• GIVEN EXERCISE
Reproduce the portion of the active braking passage below between "Decelerating the motor" and "DC voltage spike.", inclusive.

• ARTICLE
Mechanical Data (Package|Pins)
Thermal pad, mechanical data (Package|Pins)
Orderable Information

Active Braking

Decelerating the motor quickly requires motor mechanical energy to be extracted and disposed - input DC voltage increases if this energy is returned to the DC input supply. When active braking is enabled, energy taken from DC power supply is used to brake the motor - this prevents DC voltage spike during fast deceleration. The mechanical energy of the motor and energy taken from DC source, both are dissipated within the motor itself. ACTIVE_BRAKE_EN should be set to 1b to enable active braking and avoid DC bus voltage spike during fast motor deceleration. Active braking can also be used during reverse drive (see Reverse Drive) or motor stop (see Active Spin-Down) to reduce the motor speed quickly without DC voltage spike.

• ENTRIES
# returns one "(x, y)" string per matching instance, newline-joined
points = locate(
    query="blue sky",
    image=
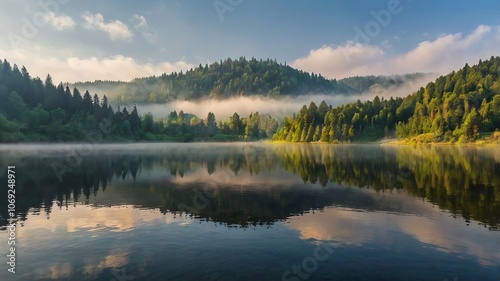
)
(119, 40)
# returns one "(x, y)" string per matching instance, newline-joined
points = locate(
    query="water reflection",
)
(242, 184)
(252, 211)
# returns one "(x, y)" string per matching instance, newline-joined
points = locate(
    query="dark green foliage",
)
(457, 107)
(62, 115)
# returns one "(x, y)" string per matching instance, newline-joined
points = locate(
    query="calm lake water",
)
(250, 211)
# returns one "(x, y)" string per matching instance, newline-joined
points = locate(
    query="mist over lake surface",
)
(254, 211)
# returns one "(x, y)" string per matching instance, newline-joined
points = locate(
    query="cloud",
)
(442, 55)
(115, 29)
(61, 22)
(75, 69)
(140, 24)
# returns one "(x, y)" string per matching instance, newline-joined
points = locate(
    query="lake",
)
(252, 211)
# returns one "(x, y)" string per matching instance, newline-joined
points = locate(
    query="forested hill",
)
(230, 78)
(461, 106)
(36, 111)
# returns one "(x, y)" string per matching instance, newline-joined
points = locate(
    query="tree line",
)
(462, 106)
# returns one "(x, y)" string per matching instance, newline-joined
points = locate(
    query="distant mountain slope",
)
(460, 106)
(363, 84)
(231, 78)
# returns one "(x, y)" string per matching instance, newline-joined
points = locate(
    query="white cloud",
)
(74, 69)
(442, 55)
(141, 24)
(61, 22)
(115, 29)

• CORRECT RESULT
Decelerating the motor quickly requires motor mechanical energy to be extracted and disposed - input DC voltage increases if this energy is returned to the DC input supply. When active braking is enabled, energy taken from DC power supply is used to brake the motor - this prevents DC voltage spike during fast deceleration. The mechanical energy of the motor and energy taken from DC source, both are dissipated within the motor itself. ACTIVE_BRAKE_EN should be set to 1b to enable active braking and avoid DC bus voltage spike during fast motor deceleration. Active braking can also be used during reverse drive (see Reverse Drive) or motor stop (see Active Spin-Down) to reduce the motor speed quickly without DC voltage spike.